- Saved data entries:

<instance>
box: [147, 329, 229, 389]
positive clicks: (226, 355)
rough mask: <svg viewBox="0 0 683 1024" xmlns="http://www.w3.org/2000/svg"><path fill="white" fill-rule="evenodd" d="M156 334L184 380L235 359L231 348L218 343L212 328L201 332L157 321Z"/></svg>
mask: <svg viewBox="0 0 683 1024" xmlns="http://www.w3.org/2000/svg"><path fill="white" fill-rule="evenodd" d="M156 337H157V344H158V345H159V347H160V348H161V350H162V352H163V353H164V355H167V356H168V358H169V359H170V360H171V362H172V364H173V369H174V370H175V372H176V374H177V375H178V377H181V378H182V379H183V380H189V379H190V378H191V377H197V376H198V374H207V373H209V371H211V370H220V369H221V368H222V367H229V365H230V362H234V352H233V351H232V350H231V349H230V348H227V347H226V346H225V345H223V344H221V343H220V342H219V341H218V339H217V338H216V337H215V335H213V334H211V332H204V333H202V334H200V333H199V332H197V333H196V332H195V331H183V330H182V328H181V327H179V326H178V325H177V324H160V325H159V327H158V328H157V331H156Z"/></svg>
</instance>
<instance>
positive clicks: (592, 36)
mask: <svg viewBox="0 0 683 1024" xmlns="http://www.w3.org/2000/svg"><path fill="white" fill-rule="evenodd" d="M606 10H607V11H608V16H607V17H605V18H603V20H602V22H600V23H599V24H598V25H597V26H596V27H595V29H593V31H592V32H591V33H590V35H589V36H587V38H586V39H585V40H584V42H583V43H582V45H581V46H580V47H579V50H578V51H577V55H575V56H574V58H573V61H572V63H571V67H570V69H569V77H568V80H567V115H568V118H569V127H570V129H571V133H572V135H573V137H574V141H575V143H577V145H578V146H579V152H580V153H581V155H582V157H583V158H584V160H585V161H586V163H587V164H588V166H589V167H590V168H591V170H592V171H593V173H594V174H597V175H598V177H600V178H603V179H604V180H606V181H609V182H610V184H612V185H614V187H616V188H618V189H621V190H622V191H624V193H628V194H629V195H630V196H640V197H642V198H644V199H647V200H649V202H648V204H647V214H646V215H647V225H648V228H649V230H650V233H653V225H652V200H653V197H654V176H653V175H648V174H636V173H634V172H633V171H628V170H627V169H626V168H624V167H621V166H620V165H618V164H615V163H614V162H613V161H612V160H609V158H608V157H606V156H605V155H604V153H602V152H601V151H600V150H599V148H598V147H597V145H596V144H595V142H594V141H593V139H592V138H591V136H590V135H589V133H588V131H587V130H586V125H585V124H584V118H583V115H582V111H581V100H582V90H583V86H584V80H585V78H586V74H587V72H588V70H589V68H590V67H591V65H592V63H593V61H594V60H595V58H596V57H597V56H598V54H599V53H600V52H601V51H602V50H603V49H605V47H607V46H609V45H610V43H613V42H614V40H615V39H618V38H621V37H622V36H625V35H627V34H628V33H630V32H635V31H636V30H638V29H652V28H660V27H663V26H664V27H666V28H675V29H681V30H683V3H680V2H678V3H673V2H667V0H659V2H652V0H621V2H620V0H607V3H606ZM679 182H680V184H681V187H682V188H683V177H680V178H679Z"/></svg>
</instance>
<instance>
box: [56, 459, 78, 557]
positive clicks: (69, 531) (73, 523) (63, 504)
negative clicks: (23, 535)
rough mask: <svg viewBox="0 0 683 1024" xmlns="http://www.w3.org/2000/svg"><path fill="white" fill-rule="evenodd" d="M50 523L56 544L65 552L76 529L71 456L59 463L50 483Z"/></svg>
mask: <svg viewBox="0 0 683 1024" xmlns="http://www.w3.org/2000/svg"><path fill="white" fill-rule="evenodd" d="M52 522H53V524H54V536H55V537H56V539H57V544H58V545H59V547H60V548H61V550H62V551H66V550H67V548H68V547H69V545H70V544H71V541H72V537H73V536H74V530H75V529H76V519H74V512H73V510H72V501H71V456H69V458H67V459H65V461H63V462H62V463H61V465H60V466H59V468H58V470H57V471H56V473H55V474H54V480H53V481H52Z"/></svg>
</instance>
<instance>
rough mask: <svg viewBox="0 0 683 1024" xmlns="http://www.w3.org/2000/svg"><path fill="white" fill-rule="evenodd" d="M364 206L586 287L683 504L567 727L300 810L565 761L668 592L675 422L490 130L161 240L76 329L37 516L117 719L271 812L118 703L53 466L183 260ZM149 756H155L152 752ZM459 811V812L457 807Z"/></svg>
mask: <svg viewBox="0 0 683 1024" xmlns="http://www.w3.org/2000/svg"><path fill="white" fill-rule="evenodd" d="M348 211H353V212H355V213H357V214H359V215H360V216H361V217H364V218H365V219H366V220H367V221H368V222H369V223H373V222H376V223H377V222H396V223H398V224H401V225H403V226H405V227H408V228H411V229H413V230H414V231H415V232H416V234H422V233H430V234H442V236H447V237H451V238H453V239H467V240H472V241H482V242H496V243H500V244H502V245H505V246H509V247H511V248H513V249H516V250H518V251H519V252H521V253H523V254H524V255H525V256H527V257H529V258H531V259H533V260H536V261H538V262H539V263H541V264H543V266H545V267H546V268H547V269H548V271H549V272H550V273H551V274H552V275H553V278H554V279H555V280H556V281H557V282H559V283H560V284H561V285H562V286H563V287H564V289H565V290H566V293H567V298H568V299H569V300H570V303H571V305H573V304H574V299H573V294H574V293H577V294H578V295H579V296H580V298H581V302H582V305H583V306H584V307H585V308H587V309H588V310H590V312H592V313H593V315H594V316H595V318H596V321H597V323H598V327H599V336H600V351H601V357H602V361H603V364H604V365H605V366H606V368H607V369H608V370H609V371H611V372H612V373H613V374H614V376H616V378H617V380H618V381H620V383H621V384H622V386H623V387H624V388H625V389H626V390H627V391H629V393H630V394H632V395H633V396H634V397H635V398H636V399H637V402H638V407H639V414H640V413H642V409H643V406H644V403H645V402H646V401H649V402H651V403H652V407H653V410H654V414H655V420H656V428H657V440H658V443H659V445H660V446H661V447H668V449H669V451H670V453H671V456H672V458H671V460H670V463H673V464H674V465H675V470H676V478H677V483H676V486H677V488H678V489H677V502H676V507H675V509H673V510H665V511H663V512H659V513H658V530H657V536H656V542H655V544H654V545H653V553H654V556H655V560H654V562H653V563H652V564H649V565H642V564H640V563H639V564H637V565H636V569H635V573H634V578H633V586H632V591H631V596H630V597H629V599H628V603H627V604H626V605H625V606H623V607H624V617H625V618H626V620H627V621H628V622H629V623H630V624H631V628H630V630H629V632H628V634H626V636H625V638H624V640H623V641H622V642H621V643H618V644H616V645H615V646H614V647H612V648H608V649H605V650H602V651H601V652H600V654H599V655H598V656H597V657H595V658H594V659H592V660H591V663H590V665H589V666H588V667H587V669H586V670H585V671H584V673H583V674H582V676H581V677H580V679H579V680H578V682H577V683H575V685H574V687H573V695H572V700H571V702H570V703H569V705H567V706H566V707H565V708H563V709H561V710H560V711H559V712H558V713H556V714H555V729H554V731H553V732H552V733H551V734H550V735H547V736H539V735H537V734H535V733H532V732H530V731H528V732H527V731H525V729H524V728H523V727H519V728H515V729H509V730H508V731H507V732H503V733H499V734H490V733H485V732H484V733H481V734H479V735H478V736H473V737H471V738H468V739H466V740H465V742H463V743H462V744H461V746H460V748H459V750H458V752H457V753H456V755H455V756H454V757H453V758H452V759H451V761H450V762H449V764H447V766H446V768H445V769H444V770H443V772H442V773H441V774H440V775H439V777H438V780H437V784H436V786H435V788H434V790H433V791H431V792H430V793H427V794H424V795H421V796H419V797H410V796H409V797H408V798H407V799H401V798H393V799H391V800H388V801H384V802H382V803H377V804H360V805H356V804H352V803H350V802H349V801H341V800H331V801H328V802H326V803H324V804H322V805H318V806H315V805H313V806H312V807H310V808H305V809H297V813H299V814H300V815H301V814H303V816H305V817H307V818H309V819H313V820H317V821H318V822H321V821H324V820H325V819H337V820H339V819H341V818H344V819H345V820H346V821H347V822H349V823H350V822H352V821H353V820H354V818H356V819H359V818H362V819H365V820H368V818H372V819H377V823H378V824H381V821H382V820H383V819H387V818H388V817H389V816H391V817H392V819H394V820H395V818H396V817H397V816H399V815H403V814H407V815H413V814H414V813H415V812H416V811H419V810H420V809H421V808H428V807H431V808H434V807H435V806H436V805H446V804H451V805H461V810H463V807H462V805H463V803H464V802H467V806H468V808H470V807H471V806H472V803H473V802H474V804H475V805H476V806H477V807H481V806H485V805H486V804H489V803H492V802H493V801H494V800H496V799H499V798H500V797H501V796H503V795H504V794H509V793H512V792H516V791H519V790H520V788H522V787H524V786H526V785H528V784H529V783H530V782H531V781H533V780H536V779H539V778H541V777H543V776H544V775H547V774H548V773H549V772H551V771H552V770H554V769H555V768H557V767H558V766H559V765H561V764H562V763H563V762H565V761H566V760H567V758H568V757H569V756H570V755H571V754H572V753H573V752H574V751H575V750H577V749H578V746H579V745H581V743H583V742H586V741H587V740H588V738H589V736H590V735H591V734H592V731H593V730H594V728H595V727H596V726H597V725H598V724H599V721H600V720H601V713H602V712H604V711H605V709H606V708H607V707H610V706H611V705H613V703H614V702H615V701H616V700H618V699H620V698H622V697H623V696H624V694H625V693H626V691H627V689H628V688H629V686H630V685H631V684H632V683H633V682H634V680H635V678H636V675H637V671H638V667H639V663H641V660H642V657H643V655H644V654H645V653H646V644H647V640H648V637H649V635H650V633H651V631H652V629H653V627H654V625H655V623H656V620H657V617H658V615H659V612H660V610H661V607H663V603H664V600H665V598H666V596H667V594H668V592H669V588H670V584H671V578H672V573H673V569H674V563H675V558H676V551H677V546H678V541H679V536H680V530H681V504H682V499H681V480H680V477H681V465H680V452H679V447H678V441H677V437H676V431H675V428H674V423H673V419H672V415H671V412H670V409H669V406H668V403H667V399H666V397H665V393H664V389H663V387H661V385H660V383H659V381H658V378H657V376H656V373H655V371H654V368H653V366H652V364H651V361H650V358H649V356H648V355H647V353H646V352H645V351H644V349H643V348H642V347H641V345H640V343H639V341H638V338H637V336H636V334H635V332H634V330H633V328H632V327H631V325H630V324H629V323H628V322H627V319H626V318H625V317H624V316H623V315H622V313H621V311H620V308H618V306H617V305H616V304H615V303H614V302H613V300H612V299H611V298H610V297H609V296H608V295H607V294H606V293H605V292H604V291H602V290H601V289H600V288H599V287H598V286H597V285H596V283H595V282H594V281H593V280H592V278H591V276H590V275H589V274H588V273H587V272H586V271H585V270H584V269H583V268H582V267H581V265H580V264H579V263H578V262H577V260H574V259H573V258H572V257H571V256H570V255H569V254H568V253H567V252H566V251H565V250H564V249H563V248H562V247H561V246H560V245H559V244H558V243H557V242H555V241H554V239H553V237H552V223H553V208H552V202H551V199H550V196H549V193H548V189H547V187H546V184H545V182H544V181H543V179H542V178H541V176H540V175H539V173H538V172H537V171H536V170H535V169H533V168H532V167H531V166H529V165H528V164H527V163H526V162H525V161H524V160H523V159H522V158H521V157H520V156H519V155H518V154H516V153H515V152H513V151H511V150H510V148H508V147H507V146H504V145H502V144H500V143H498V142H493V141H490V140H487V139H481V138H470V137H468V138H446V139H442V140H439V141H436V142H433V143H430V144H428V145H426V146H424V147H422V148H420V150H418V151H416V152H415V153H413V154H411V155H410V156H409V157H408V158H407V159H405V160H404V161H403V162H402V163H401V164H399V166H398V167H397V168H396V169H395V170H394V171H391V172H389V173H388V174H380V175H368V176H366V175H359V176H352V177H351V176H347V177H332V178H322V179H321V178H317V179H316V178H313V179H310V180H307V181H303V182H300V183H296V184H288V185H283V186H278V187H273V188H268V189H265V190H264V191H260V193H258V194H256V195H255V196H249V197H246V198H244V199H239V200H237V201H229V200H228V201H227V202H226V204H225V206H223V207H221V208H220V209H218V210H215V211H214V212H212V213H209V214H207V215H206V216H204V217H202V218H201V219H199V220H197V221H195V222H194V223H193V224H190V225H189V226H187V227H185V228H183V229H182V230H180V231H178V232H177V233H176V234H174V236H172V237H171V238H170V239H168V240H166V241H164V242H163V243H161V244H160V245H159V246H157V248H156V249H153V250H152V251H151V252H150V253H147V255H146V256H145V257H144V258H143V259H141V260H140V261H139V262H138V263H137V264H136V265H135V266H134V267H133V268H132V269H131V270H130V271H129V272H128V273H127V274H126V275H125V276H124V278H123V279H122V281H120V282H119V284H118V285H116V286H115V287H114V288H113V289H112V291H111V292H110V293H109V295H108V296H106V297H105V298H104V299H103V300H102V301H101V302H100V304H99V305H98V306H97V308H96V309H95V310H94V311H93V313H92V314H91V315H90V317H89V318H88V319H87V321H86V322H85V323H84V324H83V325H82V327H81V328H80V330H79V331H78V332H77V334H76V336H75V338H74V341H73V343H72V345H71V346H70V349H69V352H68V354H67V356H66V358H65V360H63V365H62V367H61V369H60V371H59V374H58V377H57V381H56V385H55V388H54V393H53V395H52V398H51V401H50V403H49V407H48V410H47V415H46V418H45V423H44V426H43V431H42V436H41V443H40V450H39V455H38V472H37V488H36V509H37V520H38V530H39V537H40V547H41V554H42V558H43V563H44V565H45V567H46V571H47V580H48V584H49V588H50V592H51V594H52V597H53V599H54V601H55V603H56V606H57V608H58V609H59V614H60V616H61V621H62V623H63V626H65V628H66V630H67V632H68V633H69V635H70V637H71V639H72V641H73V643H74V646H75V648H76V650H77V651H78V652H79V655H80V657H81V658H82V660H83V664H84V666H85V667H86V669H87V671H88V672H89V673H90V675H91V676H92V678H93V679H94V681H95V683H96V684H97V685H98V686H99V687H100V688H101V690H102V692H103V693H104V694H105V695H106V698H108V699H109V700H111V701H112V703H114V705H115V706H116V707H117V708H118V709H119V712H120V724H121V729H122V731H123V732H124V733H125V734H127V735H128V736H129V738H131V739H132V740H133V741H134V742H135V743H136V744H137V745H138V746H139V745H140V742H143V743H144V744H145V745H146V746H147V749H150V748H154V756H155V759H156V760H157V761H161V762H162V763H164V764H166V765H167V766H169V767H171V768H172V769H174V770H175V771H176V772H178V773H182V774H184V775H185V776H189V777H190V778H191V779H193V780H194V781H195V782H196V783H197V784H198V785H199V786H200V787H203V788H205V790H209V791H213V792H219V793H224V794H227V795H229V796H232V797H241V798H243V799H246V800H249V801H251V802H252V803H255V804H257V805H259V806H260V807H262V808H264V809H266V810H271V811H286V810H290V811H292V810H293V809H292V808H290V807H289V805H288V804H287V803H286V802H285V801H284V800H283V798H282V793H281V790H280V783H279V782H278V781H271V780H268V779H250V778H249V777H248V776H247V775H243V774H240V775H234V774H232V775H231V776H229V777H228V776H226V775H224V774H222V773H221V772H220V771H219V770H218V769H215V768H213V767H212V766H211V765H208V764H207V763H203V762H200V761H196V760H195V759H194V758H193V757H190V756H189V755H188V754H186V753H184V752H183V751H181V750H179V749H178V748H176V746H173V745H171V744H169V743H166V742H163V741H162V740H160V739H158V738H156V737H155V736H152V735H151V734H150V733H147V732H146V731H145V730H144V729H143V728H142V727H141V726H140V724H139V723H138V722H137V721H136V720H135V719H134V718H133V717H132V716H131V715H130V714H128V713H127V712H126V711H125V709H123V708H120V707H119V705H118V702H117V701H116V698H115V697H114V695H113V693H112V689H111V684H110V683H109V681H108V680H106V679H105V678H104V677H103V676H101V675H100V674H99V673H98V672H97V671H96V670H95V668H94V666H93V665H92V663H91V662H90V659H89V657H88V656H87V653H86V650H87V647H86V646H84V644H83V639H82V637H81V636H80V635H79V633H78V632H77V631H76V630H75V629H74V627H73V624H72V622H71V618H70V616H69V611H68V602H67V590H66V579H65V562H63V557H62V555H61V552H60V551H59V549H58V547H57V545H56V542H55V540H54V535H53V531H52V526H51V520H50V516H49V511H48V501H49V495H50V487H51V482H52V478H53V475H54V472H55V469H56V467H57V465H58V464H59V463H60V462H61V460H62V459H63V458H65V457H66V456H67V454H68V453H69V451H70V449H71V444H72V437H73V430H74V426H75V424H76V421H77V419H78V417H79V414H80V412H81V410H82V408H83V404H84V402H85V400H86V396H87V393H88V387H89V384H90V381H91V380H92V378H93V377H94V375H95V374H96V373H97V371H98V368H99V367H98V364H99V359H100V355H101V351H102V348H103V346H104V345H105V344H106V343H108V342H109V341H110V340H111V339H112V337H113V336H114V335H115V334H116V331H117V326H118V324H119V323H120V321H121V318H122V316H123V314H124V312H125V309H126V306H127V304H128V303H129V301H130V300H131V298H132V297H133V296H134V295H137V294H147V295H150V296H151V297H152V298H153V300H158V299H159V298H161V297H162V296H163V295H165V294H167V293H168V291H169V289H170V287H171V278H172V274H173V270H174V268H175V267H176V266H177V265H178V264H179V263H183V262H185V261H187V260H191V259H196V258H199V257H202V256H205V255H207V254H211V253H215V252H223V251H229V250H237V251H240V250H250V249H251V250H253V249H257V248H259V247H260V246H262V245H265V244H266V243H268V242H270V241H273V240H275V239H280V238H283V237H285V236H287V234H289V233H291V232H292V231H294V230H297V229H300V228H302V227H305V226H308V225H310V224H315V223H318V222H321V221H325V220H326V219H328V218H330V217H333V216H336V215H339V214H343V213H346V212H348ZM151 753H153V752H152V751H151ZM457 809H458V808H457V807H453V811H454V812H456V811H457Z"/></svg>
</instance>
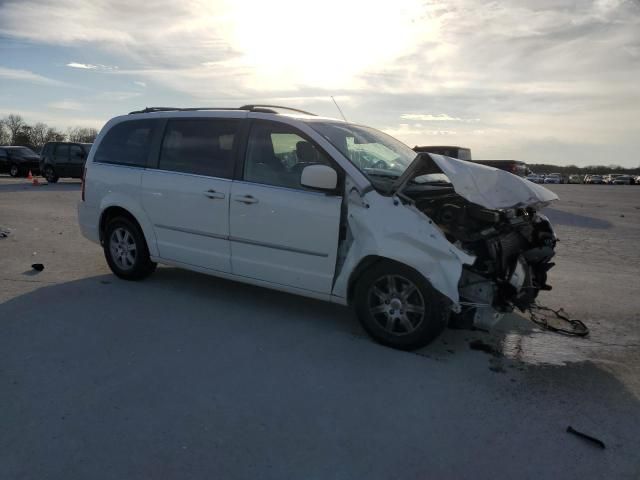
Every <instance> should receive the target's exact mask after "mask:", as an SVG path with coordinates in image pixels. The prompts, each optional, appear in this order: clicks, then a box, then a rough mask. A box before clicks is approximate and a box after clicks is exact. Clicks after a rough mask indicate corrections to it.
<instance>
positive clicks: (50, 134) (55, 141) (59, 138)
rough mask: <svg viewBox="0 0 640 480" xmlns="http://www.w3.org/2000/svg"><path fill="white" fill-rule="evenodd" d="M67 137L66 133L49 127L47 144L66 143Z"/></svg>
mask: <svg viewBox="0 0 640 480" xmlns="http://www.w3.org/2000/svg"><path fill="white" fill-rule="evenodd" d="M66 138H67V137H66V136H65V134H64V133H62V132H61V131H59V130H57V129H55V128H53V127H49V128H48V129H47V133H46V135H45V143H47V142H64V141H65V140H66Z"/></svg>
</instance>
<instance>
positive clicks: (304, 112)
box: [240, 104, 317, 117]
mask: <svg viewBox="0 0 640 480" xmlns="http://www.w3.org/2000/svg"><path fill="white" fill-rule="evenodd" d="M272 108H279V109H281V110H290V111H292V112H298V113H304V114H305V115H312V116H314V117H316V116H317V115H316V114H315V113H311V112H306V111H304V110H300V109H298V108H291V107H285V106H282V105H262V104H255V105H243V106H242V107H240V110H248V111H250V112H263V113H278V112H276V111H275V110H271V109H272Z"/></svg>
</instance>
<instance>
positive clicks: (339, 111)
mask: <svg viewBox="0 0 640 480" xmlns="http://www.w3.org/2000/svg"><path fill="white" fill-rule="evenodd" d="M331 100H333V103H334V104H335V105H336V108H337V109H338V111H339V112H340V115H341V116H342V119H343V120H344V121H345V122H346V121H347V118H346V117H345V116H344V113H342V110H341V109H340V105H338V102H336V99H335V98H333V95H331Z"/></svg>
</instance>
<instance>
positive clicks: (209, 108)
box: [129, 107, 242, 115]
mask: <svg viewBox="0 0 640 480" xmlns="http://www.w3.org/2000/svg"><path fill="white" fill-rule="evenodd" d="M198 110H242V109H241V108H235V107H226V108H225V107H188V108H180V107H146V108H144V109H143V110H136V111H134V112H129V115H133V114H134V113H153V112H196V111H198Z"/></svg>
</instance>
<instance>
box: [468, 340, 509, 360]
mask: <svg viewBox="0 0 640 480" xmlns="http://www.w3.org/2000/svg"><path fill="white" fill-rule="evenodd" d="M469 348H470V349H471V350H479V351H481V352H484V353H488V354H489V355H493V356H494V357H501V356H502V352H500V351H499V350H498V349H497V348H496V347H494V346H493V345H490V344H488V343H486V342H484V341H482V340H479V339H476V340H471V341H470V342H469Z"/></svg>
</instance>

- Instructions to follow:
When you reach the line that contains "positive clicks: (226, 355)", stop; output it and every line before it from the start of the data, exactly as written.

- Answer space:
<instance>
box: [147, 329, 229, 389]
positive clicks: (226, 355)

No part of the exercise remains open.